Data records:
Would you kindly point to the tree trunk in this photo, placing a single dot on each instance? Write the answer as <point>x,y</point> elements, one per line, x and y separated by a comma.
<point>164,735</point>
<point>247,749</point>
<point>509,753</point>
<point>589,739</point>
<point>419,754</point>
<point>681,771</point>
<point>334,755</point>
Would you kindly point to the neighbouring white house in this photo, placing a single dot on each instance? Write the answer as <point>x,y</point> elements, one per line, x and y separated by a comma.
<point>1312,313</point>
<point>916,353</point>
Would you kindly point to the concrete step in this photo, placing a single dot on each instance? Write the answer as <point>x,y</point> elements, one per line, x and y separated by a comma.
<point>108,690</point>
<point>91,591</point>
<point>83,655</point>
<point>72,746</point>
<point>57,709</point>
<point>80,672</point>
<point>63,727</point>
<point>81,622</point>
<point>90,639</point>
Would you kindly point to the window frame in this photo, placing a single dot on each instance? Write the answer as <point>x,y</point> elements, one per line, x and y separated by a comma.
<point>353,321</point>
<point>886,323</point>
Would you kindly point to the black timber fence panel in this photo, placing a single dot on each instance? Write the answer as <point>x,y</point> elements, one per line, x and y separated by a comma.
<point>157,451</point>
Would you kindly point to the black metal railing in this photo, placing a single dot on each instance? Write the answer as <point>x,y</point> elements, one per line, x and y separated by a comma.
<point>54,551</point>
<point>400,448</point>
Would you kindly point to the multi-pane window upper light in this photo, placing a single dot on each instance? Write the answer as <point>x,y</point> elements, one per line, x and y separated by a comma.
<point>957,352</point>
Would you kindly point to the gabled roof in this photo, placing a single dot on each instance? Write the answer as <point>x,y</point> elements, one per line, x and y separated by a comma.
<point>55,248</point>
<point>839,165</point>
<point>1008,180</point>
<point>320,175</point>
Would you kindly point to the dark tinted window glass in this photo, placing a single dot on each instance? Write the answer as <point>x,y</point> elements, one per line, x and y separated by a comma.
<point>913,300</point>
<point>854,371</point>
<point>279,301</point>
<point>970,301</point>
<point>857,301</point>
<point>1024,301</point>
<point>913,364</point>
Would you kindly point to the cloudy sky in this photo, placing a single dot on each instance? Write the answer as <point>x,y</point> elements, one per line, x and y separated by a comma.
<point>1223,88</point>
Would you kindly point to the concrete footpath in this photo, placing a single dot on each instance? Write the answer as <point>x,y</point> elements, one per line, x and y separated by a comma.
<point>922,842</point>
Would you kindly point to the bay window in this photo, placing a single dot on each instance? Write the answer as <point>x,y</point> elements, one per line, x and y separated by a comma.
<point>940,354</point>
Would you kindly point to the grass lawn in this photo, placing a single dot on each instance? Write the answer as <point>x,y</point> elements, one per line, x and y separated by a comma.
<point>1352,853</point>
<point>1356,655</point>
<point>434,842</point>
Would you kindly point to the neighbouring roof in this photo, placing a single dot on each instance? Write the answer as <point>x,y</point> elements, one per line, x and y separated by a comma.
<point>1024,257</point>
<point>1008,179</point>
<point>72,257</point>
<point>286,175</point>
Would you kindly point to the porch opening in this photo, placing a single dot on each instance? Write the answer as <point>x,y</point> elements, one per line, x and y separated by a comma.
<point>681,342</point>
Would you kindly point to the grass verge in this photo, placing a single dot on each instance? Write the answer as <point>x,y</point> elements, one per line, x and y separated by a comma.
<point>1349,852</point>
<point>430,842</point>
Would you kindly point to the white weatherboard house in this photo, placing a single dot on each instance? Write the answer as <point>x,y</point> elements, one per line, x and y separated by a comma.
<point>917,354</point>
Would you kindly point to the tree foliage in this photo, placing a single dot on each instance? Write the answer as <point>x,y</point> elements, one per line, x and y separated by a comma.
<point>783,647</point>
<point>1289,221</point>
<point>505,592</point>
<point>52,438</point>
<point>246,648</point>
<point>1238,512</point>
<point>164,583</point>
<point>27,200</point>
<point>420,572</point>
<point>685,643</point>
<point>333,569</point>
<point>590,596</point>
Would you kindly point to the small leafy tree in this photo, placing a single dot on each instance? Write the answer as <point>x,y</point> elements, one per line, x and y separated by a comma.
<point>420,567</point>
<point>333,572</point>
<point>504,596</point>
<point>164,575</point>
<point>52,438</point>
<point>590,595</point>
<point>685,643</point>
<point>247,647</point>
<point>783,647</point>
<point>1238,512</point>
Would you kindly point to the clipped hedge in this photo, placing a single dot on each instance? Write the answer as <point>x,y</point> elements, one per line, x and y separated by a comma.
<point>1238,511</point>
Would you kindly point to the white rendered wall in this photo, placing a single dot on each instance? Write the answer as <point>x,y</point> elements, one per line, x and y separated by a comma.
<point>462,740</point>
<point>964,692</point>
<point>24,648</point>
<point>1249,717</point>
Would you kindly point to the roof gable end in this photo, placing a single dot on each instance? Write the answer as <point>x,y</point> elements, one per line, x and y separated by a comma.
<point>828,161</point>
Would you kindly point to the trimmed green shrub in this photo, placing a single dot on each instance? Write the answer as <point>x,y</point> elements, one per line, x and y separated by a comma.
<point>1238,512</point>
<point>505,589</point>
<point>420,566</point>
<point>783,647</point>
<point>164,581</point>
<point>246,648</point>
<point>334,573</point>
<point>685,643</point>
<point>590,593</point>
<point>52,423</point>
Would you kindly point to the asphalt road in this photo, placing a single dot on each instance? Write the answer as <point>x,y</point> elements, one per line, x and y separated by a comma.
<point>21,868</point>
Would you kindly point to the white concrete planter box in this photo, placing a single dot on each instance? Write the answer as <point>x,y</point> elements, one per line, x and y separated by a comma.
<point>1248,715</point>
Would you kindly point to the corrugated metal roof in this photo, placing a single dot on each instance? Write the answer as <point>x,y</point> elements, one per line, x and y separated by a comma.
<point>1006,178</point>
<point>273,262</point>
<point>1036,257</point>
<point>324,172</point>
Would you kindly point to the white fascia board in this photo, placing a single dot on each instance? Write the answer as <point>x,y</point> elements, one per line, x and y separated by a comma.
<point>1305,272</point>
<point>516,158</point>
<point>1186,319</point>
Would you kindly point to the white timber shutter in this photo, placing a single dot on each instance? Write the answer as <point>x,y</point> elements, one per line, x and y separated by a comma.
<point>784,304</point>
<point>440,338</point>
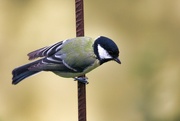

WHAT YOU NEED TO DO => Take the line with "Would you kindly point to the corrugated" and every line after it through the end of the data, and write only them out exactly, leaving out the pictures.

WORKED SOLUTION =>
Would you kindly point to the corrugated metal roof in this photo, placing a single dot on each instance? Write the answer as <point>x,y</point> elements, one per line, x and y separated by a comma.
<point>1006,178</point>
<point>273,262</point>
<point>1036,257</point>
<point>324,172</point>
Would you kindly point to the white fascia board in this photo, placing a single dot on each instance? Write the answer as <point>x,y</point> elements, one per line, x and y separated by a comma.
<point>1305,272</point>
<point>516,158</point>
<point>1186,319</point>
Would you kindly point to the white timber shutter in this photo, placing a single dot on each instance? Write the answer as <point>x,y</point> elements, one per line, x and y separated by a comma.
<point>784,304</point>
<point>440,338</point>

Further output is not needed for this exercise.